* _SELECTED PASSAGE_:
==*==
Top 10 films of 2013: The World's End

Feature Duncan Bowles 26 Dec 2013 - 23:27

At second place in our rundown of our favourite films of 2013? That'd be The World's End...

Over the past few weeks, Den of Geek writers have been voting for their favourite films of the year. The votes were weighted, calculated, and compiled into a list of our favourites of 2013's films. Here, at number 2, is The World's End...

2. The World's End

This feature contains spoilers.

There are very few filmmakers that carry the accolade of having made a great cinematic trilogy. More often than not, one film at least will prove to be a weak link, or as is so often the case in the last decade, a director or star (or both in the case of Indiana Jones And The Kingdom Of The Crystal Skull) will return to a once beloved franchise only to ruin the mythology. Yet as fate would have it, Edgar Wright, Simon Pegg and Nick Frost can now lay claim to that holy grail, which also happens to be held by the man who so heavily influenced their early work – Mr Sam Raimi and his Evil Dead movies.

Certainly there are those who triumph some films in The Three Flavours Cornetto Trilogy, but find others lacking, but in this article you won’t find a bad word against any of them. The main reason for this is due to the consistency with which Shaun Of The Dead, Hot Fuzz and The World’s End have uniformly managed to make for exciting, hysterical and, at times, existentially upsetting movies. The trilogy, like Spaced before them, speak directly to those of us who have coveted genre movies as our own private refuges and championed those parts of popular culture that most people have never, and most likely will never, understand.
==*==
* _DATASET RECORDS_:
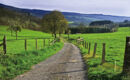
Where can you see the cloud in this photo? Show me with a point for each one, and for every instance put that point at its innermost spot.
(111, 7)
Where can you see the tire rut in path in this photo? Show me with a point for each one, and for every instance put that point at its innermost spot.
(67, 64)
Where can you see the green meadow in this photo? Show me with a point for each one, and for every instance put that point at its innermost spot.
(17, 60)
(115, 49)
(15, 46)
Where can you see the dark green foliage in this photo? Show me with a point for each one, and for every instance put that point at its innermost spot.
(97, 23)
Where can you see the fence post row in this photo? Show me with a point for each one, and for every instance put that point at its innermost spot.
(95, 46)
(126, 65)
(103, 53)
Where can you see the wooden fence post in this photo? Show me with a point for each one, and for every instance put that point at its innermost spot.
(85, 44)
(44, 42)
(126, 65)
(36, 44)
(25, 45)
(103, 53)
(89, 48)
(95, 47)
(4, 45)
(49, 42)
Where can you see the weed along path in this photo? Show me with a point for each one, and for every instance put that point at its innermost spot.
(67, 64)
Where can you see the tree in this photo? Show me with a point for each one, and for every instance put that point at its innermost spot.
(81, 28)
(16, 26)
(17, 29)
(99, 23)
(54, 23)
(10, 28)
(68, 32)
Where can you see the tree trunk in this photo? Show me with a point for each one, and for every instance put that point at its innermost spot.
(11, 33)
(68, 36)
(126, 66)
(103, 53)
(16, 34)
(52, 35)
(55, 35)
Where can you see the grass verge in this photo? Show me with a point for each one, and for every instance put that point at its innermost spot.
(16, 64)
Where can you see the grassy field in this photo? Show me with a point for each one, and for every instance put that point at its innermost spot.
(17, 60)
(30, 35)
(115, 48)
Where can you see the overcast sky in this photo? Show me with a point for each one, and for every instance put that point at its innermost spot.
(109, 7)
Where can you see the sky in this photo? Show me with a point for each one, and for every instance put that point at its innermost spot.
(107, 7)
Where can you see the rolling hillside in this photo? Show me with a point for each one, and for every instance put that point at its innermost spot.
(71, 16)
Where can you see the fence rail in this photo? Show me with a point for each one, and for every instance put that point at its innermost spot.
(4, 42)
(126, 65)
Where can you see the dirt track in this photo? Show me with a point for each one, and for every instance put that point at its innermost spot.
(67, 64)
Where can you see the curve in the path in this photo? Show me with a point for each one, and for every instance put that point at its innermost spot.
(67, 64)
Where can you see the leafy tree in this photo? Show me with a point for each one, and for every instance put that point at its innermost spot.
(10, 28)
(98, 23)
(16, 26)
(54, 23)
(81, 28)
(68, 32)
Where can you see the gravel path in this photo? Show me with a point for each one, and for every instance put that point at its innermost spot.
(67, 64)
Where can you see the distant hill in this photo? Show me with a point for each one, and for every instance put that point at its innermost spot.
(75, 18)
==*==
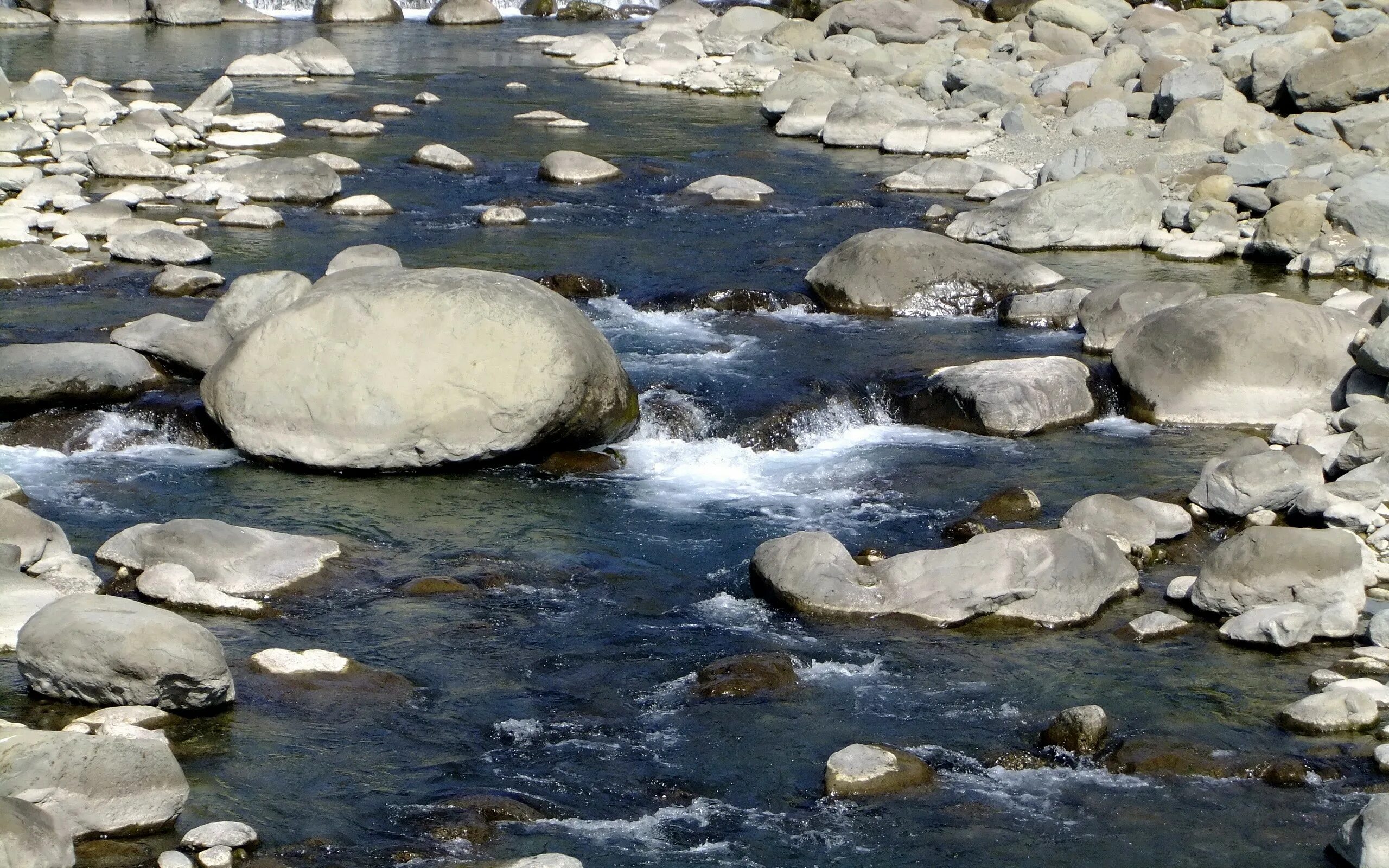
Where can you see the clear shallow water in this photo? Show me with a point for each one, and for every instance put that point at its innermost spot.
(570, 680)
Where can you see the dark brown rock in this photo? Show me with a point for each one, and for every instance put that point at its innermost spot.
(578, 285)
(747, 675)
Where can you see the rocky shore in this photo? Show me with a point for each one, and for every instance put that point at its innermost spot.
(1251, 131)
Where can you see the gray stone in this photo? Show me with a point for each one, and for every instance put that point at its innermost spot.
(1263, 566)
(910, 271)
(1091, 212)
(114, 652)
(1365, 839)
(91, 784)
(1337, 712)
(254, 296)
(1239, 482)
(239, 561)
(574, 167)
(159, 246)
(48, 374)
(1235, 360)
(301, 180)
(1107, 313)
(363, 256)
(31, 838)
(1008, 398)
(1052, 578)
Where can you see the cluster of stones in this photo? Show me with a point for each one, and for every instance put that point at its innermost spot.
==*==
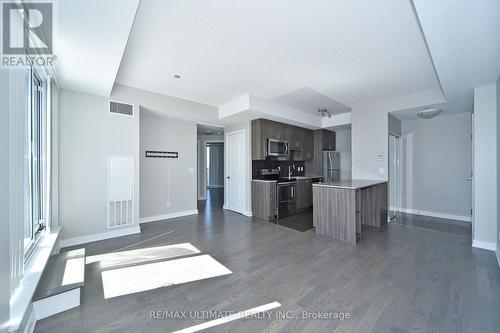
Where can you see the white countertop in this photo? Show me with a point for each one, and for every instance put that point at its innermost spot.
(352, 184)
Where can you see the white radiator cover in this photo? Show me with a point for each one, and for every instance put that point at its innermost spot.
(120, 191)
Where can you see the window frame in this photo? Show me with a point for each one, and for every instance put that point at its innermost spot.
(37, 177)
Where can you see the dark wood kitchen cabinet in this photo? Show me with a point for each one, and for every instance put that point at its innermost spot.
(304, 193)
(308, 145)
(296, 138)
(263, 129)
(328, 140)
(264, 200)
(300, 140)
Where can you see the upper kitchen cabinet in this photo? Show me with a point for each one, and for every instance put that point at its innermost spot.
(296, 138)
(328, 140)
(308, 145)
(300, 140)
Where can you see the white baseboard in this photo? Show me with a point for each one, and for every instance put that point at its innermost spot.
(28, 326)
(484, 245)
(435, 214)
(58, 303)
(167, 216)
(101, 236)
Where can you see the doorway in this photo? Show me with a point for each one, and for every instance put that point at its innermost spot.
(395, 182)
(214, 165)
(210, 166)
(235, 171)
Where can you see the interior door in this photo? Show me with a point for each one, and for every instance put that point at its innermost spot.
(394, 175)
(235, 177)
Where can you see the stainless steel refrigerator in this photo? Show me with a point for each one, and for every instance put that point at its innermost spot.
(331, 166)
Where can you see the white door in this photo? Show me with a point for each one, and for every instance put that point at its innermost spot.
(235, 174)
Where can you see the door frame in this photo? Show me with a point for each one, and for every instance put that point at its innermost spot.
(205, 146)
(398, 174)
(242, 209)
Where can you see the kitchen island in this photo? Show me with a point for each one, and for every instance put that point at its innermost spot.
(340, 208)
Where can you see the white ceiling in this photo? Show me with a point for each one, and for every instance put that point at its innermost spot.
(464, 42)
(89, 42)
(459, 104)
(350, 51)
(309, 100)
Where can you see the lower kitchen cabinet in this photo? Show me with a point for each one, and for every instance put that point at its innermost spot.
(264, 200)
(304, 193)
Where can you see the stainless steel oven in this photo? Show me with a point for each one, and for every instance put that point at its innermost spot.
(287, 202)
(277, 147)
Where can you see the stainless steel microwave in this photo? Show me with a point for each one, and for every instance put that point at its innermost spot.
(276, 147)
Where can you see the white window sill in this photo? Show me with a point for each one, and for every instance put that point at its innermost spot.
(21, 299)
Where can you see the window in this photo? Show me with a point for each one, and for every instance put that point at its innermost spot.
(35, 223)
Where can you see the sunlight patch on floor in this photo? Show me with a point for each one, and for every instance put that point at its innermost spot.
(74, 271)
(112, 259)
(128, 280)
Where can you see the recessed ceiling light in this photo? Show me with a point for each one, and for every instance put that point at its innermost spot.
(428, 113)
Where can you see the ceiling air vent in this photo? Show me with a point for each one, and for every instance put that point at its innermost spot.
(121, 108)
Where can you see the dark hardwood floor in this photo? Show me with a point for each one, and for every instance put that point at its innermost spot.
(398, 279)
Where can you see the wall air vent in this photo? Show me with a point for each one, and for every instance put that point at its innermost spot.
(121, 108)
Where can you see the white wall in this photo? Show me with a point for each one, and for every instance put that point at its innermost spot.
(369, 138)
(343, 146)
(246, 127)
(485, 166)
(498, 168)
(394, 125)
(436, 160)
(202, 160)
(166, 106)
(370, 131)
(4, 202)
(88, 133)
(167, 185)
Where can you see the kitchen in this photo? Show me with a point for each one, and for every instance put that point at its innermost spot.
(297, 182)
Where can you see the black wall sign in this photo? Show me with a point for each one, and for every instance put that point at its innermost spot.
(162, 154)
==*==
* _WHAT IS EXPECTED_:
Copy the passage of the feature on The World's End from "At second place" up to and including "feature contains spoilers.".

* _SOLVED PROBLEM_:
At second place in our rundown of our favourite films of 2013? That'd be The World's End...

Over the past few weeks, Den of Geek writers have been voting for their favourite films of the year. The votes were weighted, calculated, and compiled into a list of our favourites of 2013's films. Here, at number 2, is The World's End...

2. The World's End

This feature contains spoilers.